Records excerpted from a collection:
◇ ◇ ◇ ◇

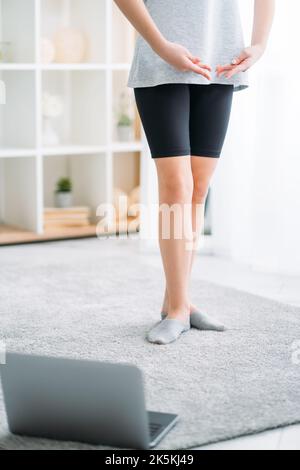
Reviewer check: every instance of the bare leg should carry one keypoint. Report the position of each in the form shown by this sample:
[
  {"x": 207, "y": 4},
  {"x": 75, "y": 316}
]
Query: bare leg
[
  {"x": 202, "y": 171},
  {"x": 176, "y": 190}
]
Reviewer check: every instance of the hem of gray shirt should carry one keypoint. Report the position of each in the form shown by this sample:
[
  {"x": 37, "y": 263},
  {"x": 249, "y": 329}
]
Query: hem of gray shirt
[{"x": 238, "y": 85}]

◇ ◇ ◇ ◇

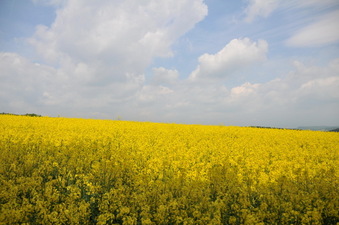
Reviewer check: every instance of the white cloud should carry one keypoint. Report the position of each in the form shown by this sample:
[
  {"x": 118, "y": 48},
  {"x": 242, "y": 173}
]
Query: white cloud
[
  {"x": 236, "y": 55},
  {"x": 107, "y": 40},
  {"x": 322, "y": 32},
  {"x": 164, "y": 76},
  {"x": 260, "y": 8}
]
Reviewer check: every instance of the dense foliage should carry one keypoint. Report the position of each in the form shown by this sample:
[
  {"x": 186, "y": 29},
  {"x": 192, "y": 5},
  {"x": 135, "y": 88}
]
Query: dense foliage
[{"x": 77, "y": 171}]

◇ ◇ ◇ ◇

**PROBLEM**. Gather each line of the material above that contains the word "this", and copy those lines unchanged.

**FINISHED TASK**.
Reviewer check: every instance of the bare leg should carry one keypoint. Report the position of each in the form shown by this sample:
Reviewer check: every instance of the hem of gray shirt should carry one keypoint. Report the position of each in the form shown by this sample:
Reviewer check: every instance of the white cloud should carry one keypoint. Report the position of each in the form shown by this sample:
Reviewer check: every instance of the dense foliage should carry one keypoint. Report the position of each in the form shown by this sample:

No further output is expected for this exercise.